Exercise goal
Copy out only the span from the line with "Q: For each instance of the stacked" to the end of the data, both ends kept, word for word.

Excerpted records
__________

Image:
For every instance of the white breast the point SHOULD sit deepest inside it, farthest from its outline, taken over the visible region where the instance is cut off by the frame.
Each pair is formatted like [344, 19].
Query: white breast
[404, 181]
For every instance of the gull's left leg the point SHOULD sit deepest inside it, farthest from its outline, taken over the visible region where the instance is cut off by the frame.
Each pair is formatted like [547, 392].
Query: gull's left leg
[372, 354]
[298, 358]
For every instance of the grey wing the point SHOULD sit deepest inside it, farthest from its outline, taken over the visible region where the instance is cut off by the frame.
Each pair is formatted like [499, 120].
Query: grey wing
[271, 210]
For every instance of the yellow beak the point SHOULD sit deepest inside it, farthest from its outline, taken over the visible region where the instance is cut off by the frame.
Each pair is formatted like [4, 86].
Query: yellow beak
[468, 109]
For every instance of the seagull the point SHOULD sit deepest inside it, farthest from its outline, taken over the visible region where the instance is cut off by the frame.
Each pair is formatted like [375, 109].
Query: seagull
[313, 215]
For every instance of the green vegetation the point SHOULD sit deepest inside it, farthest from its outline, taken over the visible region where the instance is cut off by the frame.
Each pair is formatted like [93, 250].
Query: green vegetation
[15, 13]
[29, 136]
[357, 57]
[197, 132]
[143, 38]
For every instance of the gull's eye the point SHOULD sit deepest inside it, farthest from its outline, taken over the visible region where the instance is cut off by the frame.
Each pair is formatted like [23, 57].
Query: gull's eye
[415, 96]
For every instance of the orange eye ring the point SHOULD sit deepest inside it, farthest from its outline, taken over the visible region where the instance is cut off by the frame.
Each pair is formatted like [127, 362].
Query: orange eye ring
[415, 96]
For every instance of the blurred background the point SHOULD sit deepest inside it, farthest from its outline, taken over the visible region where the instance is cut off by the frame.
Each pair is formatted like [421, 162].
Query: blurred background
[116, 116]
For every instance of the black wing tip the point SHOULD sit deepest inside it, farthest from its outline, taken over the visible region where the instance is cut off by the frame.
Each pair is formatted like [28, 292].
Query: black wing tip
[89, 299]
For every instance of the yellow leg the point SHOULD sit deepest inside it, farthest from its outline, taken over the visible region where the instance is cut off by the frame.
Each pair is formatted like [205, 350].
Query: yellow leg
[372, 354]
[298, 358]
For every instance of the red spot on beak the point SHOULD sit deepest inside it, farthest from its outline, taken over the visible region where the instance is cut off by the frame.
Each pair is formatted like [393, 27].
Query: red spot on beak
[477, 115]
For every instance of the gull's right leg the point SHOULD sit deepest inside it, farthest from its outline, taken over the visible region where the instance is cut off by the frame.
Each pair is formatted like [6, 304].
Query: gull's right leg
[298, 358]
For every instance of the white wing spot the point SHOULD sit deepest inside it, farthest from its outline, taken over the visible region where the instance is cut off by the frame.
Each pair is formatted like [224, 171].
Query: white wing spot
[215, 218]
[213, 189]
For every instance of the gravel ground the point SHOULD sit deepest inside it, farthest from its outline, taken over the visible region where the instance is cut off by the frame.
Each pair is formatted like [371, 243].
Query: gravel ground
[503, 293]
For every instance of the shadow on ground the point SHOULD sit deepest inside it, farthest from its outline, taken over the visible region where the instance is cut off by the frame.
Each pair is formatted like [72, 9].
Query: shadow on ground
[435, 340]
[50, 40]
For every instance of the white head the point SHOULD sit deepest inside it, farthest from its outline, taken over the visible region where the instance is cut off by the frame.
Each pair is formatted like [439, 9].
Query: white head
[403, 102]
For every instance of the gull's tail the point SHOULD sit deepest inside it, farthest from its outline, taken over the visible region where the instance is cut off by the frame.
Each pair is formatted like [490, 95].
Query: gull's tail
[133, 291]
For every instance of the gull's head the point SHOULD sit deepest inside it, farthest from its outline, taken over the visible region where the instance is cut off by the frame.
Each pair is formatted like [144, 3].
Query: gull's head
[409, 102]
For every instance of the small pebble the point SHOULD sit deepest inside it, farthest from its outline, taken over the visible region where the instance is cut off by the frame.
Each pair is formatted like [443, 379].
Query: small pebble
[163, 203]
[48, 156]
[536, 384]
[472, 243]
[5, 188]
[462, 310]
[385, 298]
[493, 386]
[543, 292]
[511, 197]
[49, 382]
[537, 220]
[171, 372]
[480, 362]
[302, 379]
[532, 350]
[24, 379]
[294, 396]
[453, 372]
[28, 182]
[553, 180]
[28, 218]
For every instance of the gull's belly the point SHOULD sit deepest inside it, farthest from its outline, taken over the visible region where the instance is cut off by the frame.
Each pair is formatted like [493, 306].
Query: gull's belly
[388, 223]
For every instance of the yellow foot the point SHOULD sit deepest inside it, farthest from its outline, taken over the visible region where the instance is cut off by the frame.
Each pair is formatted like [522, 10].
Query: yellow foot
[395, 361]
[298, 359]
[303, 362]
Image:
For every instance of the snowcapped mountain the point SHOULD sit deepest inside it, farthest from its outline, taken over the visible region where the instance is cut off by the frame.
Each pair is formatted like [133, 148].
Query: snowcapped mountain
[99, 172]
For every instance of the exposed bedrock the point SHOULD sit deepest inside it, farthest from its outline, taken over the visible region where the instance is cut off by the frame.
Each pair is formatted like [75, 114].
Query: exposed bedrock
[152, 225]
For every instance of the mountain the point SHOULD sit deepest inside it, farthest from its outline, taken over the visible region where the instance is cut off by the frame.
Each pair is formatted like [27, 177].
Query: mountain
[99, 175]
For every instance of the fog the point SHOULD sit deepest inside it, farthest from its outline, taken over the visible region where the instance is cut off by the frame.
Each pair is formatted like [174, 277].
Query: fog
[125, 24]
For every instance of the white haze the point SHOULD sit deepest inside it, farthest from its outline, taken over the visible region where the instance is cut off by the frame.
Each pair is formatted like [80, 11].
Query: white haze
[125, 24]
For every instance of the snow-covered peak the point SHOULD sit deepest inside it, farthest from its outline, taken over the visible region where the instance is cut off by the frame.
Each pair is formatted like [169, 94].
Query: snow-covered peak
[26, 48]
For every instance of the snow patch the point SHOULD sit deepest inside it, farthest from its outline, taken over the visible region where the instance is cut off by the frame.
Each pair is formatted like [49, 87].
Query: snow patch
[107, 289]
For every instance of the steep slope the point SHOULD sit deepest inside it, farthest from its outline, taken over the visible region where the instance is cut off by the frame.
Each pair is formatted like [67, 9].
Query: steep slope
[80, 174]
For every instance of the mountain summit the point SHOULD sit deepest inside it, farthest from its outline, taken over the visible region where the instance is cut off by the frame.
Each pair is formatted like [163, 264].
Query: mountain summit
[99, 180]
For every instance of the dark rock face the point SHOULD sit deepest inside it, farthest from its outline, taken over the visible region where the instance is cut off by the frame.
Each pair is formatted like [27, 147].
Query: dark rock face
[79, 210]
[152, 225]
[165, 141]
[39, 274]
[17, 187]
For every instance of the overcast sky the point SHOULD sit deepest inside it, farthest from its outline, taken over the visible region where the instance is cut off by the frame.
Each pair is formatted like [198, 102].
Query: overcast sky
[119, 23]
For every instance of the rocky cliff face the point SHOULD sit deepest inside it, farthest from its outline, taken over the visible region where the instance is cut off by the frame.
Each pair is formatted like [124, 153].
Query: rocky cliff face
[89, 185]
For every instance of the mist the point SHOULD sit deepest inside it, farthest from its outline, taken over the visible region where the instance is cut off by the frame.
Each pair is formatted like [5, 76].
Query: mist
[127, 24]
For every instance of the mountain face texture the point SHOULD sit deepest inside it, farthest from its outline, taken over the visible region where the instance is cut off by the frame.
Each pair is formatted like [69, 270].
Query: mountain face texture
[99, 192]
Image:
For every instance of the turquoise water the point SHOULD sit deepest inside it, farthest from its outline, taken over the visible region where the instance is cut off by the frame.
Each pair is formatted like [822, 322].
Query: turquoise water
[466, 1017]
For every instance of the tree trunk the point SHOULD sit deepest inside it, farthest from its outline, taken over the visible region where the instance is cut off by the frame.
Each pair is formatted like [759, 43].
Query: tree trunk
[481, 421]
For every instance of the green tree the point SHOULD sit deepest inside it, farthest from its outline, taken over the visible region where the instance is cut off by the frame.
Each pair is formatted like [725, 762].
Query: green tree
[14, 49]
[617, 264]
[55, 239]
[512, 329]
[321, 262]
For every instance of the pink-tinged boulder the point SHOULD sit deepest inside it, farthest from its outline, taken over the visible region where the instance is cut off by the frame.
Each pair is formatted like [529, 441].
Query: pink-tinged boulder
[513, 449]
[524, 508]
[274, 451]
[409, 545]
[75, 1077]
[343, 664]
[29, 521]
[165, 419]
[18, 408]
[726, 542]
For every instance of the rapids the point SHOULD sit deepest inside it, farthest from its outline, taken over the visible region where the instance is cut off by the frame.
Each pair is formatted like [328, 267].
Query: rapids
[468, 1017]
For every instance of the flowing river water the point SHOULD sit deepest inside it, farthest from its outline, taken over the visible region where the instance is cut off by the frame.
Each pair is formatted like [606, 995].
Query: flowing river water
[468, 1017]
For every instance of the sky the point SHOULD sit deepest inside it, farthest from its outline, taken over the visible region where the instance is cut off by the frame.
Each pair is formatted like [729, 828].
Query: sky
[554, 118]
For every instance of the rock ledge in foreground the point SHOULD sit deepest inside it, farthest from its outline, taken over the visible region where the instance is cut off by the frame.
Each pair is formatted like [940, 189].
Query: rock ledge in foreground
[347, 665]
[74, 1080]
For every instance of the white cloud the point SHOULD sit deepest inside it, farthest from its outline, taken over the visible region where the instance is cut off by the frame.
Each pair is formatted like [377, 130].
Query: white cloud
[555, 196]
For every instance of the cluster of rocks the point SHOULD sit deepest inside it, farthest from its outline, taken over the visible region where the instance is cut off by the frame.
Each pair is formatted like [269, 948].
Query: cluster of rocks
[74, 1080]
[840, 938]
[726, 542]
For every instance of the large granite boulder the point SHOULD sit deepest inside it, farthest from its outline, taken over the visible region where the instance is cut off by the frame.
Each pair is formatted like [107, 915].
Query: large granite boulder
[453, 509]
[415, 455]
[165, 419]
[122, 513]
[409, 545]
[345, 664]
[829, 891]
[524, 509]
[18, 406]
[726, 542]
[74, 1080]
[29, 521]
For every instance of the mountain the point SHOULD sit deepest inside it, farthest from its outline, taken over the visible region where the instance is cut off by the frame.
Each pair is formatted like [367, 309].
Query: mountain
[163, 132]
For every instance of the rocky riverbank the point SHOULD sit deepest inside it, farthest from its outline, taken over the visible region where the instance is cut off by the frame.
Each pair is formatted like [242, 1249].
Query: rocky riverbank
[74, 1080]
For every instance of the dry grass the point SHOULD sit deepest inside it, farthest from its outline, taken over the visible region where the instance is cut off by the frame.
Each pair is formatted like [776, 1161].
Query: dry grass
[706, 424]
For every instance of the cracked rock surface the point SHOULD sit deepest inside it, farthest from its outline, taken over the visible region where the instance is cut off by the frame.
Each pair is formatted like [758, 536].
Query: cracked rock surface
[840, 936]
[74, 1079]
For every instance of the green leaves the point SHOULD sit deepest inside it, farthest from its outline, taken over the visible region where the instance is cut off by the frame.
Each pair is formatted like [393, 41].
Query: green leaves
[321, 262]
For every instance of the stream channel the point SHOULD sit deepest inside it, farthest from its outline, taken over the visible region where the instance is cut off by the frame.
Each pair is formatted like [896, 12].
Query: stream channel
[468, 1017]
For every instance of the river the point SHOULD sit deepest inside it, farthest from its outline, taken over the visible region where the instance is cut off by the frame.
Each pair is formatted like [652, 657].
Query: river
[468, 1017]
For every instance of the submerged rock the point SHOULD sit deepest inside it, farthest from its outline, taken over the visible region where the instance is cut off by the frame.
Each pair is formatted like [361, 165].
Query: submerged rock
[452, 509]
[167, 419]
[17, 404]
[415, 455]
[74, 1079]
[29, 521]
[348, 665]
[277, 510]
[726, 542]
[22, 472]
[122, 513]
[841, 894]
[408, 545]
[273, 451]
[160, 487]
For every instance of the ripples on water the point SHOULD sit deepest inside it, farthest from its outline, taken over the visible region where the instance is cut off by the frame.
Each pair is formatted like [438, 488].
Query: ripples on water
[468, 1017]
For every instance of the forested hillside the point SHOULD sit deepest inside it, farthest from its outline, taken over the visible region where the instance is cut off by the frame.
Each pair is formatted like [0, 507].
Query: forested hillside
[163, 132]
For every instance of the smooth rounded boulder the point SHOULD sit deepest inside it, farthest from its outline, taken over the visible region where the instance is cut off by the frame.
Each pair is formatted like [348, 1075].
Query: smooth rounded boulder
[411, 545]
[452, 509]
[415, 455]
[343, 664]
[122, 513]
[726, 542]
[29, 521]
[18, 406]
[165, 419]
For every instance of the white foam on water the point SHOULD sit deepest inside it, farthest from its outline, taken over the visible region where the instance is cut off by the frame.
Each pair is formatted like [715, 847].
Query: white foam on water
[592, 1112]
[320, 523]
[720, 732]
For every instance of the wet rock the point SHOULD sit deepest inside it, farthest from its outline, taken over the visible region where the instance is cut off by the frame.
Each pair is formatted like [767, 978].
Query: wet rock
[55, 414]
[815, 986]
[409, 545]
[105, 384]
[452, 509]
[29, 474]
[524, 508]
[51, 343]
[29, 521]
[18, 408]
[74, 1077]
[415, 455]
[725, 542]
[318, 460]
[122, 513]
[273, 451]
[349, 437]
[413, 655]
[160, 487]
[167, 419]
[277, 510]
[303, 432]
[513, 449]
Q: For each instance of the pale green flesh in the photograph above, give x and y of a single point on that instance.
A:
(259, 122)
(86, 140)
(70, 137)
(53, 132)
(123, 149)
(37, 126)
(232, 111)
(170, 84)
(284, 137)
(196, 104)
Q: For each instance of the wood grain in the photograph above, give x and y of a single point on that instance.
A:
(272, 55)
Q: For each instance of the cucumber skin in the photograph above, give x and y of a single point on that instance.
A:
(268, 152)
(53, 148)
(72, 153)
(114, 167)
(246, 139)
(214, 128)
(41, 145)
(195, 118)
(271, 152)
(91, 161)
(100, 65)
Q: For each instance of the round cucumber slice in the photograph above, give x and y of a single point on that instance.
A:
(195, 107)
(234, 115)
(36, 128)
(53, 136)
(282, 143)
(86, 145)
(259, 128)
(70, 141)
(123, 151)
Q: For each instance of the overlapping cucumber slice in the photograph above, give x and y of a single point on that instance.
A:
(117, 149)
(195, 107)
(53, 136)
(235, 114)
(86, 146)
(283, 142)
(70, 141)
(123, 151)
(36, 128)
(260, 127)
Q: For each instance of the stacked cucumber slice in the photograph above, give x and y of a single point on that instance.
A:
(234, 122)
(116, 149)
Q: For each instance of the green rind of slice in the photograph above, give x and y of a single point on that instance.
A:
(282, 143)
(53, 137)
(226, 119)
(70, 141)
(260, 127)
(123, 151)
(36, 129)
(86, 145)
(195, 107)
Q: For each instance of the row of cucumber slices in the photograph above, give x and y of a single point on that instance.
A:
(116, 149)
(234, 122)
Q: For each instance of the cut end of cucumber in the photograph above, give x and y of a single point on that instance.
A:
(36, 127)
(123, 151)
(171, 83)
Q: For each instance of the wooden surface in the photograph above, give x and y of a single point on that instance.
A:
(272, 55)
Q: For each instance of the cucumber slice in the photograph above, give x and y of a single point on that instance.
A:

__________

Result
Q: For each instance of the stacked cucumber slice in the photograph above, give x and y of a single point on that instance.
A:
(234, 122)
(116, 149)
Q: For each instance of the green rind of slice in the photograph above, give x and y of a single point on that instance.
A:
(282, 143)
(53, 137)
(226, 119)
(70, 141)
(260, 127)
(123, 151)
(36, 129)
(86, 145)
(195, 107)
Q: For each instance of the row of cucumber slices in the photograph above, give x and y of a single point on that instance.
A:
(116, 149)
(234, 122)
Q: For each instance of the cut end of cucumber in the photograph above, give x and y of a single point on that instance.
A:
(36, 127)
(123, 151)
(171, 83)
Q: For each instance of the wooden surface in the photograph above, give x and y of a single point on that instance.
A:
(272, 55)
Q: For each instance of the cucumber slice in the photograph above, give x and y of a single point on that instance.
A:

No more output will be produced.